Job:
In the records below, change "metal scaffolding pipe" to "steel support pole" and leave everything else as it is.

[Start Given records]

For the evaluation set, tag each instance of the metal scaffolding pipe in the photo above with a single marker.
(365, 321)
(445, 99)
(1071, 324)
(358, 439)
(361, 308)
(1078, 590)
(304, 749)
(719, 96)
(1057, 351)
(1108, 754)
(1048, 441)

[End Given records]

Completed task:
For the evaluation set, tag each instance of the steel support pole in the photo above with a single marker.
(365, 321)
(445, 99)
(1071, 324)
(358, 439)
(361, 308)
(1078, 590)
(304, 749)
(719, 96)
(1057, 351)
(1108, 754)
(1048, 441)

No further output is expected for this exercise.